DATA SECTION
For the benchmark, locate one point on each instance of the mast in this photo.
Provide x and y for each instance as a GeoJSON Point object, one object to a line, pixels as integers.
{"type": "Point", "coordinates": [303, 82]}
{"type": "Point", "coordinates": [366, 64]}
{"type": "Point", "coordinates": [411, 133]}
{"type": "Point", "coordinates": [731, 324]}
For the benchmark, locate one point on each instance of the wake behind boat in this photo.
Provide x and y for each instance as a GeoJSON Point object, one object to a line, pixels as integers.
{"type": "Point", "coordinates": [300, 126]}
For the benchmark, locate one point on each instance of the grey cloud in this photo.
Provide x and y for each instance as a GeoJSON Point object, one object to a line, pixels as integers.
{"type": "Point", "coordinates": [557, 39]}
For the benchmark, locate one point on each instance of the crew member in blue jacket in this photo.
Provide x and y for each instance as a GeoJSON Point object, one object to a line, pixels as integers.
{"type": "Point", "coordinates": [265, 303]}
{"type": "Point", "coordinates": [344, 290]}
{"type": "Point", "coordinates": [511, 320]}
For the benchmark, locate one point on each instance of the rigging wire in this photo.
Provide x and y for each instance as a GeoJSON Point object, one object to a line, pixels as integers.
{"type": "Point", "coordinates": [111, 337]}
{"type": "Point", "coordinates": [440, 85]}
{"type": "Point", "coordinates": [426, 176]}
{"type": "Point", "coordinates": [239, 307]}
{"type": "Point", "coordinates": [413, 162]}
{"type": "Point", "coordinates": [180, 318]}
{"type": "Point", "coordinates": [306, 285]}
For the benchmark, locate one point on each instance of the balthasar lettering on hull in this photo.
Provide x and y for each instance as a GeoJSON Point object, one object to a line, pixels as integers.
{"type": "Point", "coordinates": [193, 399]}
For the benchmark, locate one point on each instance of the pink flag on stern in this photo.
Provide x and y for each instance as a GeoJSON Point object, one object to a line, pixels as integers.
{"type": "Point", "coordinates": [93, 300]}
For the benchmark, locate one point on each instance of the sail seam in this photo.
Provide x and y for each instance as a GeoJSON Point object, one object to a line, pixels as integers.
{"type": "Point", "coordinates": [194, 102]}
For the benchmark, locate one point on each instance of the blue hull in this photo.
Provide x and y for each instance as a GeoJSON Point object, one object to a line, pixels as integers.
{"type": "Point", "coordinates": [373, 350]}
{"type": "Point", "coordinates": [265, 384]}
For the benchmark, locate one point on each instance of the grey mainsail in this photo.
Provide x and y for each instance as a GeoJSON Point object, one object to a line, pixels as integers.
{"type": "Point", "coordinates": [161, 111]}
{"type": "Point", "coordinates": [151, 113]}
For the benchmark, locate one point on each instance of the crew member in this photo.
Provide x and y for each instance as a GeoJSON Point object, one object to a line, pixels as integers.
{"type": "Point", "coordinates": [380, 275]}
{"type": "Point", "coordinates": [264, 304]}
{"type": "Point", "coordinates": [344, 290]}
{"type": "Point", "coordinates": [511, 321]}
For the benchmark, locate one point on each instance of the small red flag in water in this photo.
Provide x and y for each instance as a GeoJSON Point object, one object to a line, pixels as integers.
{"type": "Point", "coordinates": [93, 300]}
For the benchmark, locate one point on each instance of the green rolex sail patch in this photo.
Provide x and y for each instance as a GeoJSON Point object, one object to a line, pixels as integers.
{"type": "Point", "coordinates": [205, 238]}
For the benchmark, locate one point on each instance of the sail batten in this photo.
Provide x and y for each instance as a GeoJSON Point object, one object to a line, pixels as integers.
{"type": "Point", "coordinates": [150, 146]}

SET EXERCISE
Rewrite all of the lines above as a numbered list, leaving out any blank lines.

FINISHED ANSWER
1. For the benchmark, locate one point on each instance of the mast in this photo.
2. Provide x and y for each instance as a GeoJSON Point object, one object to a line, pixels as integers.
3. {"type": "Point", "coordinates": [303, 82]}
4. {"type": "Point", "coordinates": [366, 64]}
5. {"type": "Point", "coordinates": [411, 133]}
6. {"type": "Point", "coordinates": [731, 324]}
7. For the benchmark, locate one point on each instance of the wake behind boat in this photo.
8. Provide x and y for each instance as a GeoJSON Point object, one object to a line, pixels as integers.
9. {"type": "Point", "coordinates": [300, 126]}
10. For the benchmark, locate one point on each instance of the grey cloud in this photo.
11. Provide x and y for each instance as a GeoJSON Point object, one object to a line, pixels as integers.
12. {"type": "Point", "coordinates": [557, 39]}
13. For the benchmark, locate one point on each instance of the crew member in blue jacket in this photo.
14. Provide x and y for each instance as a GeoJSON Point object, one object to a line, pixels as integers.
15. {"type": "Point", "coordinates": [265, 303]}
16. {"type": "Point", "coordinates": [344, 290]}
17. {"type": "Point", "coordinates": [511, 320]}
18. For the benchmark, locate one point on each instance of the rigging wire in this photo.
19. Provide x and y for each instance as a GeoJSON Point object, one object to a line, pixels as integers.
20. {"type": "Point", "coordinates": [111, 337]}
21. {"type": "Point", "coordinates": [440, 85]}
22. {"type": "Point", "coordinates": [426, 176]}
23. {"type": "Point", "coordinates": [239, 307]}
24. {"type": "Point", "coordinates": [413, 162]}
25. {"type": "Point", "coordinates": [180, 318]}
26. {"type": "Point", "coordinates": [306, 285]}
27. For the benchmark, locate one point on each instance of the balthasar lettering on hull in this photo.
28. Provide x and y for each instance as a GeoJSON Point object, one object to a line, pixels as integers.
29. {"type": "Point", "coordinates": [193, 399]}
30. For the benchmark, locate one point on each instance of the pink flag on stern in this photo.
31. Provide x and y for each instance as a GeoJSON Point object, one object to a line, pixels as integers.
32. {"type": "Point", "coordinates": [93, 300]}
33. For the benchmark, locate one point on each instance of the sail seam in this photo.
34. Provide x and y for each instance as a GeoJSON Point object, one object to a line, pixels as integers.
35. {"type": "Point", "coordinates": [194, 102]}
36. For the benchmark, locate one point on each instance of the blue hull in this photo.
37. Provide x and y for each instance as a GeoJSON Point object, one object to a line, pixels as integers.
38. {"type": "Point", "coordinates": [373, 350]}
39. {"type": "Point", "coordinates": [265, 384]}
40. For the benchmark, locate one point on each instance of the grey mainsail in this photo.
41. Provide x and y for each instance as a GeoJSON Point object, one object to a line, pixels as integers.
42. {"type": "Point", "coordinates": [161, 111]}
43. {"type": "Point", "coordinates": [151, 113]}
44. For the benchmark, locate one point on each instance of the crew member in this photo.
45. Provide x and y for each instance as a GeoJSON Point object, one object to a line, pixels as integers.
46. {"type": "Point", "coordinates": [380, 275]}
47. {"type": "Point", "coordinates": [264, 304]}
48. {"type": "Point", "coordinates": [344, 290]}
49. {"type": "Point", "coordinates": [511, 321]}
50. For the benchmark, locate one point on each instance of the small red flag in water in this photo.
51. Provide x and y for each instance as a GeoJSON Point object, one object to a line, pixels as integers.
52. {"type": "Point", "coordinates": [93, 300]}
53. For the benchmark, locate one point on each instance of the green rolex sail patch in this photo.
54. Provide x and y for each instance as a GeoJSON Point object, one object to a line, pixels as integers.
55. {"type": "Point", "coordinates": [205, 238]}
56. For the benchmark, locate one point on each instance of the sail batten in this photo.
57. Provide x and y for each instance as a GeoJSON Point object, one object to a line, pixels as integers.
58. {"type": "Point", "coordinates": [150, 146]}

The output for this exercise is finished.